:: Text under study ::

By 1976, some UFO conspiracy theorists argued that supposed cattle mutilations were caused by extra-terrestrial UFOs. In 1979, the idea of aliens causing "mutilations" was ridiculed when it was reported that a mutilated bull had been drugged with Thorazine; Law enforcement told press: "We know this stuff is made here, and it isn't from outer space. Whoever is doing it is highly sophisticated, and they have a lot of resources. They're well organized".

Pilkington suggests the 'mutilations' may have been a covert epidemiological monitoring program, perhaps of radiation. In 1967, the United States Atomic Energy Commission had detonated an underground nuclear device near Dulce as part of Project Gasbuggy.

====Doty deceives mutilation researchers====

The late 1970s also saw the beginning of controversy centered on Paul Bennewitz.

:::
:: Extracted material ::

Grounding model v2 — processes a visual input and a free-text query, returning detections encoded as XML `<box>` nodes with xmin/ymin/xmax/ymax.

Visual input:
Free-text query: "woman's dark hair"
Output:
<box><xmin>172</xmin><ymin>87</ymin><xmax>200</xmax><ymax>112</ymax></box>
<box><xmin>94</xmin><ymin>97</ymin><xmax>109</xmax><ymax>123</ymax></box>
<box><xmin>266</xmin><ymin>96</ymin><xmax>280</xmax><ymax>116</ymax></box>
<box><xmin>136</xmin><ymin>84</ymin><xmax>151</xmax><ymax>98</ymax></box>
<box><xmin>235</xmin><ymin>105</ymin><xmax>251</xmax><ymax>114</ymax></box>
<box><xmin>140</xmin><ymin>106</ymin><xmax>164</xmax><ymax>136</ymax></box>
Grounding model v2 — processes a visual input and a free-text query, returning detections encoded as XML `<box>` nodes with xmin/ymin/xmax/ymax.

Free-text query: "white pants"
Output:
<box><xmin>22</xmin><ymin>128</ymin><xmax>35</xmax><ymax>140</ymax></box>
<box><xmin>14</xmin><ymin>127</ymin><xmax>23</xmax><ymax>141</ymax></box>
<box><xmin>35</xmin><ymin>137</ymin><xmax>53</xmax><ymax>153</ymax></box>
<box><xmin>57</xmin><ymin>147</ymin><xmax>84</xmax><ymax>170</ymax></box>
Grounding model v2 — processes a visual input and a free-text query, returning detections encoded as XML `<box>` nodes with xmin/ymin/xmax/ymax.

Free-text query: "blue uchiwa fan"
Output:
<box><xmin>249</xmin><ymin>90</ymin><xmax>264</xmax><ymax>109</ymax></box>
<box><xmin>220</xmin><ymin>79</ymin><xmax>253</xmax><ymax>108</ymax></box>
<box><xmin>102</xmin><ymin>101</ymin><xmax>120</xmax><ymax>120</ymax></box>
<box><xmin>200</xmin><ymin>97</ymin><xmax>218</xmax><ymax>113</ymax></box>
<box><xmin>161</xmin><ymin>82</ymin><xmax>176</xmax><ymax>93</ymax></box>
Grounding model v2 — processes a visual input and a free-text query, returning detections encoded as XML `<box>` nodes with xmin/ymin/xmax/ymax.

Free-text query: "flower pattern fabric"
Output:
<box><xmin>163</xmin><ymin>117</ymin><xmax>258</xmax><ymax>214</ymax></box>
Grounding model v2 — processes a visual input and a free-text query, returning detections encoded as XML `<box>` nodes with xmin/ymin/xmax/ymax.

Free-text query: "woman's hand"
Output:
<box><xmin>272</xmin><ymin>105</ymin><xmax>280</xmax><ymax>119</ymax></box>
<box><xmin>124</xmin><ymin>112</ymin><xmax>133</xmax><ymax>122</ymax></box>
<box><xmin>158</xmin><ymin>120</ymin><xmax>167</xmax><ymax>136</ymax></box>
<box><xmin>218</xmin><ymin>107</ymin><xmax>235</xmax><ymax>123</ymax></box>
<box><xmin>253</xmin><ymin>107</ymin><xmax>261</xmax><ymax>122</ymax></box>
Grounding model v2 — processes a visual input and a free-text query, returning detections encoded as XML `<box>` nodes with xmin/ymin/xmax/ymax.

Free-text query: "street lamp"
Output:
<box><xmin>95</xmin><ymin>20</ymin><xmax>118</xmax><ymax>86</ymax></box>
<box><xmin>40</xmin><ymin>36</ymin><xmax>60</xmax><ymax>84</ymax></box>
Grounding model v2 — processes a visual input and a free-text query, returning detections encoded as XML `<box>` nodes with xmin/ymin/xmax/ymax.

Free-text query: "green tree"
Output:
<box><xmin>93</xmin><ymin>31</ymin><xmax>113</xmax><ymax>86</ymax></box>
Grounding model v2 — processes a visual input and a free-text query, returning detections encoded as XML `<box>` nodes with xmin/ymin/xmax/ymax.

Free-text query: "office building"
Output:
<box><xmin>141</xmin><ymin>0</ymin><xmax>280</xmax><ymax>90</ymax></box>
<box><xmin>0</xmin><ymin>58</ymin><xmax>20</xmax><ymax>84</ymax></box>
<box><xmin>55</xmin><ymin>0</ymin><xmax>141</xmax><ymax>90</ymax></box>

:::

Required action 1 ::
In the passage on cattle mutilations, what drug was the mutilated bull reported in 1979 to have been given?
Required action 2 ::
Carry on the passage on cattle mutilations, starting after its final sentence about Paul Bennewitz.

Exercise answer 1 ::
Thorazine.

Exercise answer 2 ::
On April 20, 1979, U.S. Attorney R. E. Thompson and US Senator Harrison Schmidt held a public meeting about cattle mutilations. The meeting was attended by about 80, one attendee was Paul Bennewitz, an amateur UFO investigator. Bennewitz was befriended by Richard Doty, an Air Force Sergeant, who fed him false stories of a UFO conspiracy, government treaties with extraterrestrials, and alien harvesting of cattle. This material inspired much of the post-1980 UFO mythology. The earliest known reference to "MJ Twelve" comes from a 1981 document used in disinformation targeting Paul Bennewitz.

Paul Bennewitz was ultimately hospitalized for paranoia. Doty would appear in the 2013 documentary Mirage Men to discuss his role in deceiving Bennewitz. While Doty claims Bennewitz was targeted for inadvertently recording classified technology at Kirtland Air Force Base, Pilkington argues that government agents likely targeted Bennewitz due to his participation in the 1979 meeting on cattle mutilations around Dulce.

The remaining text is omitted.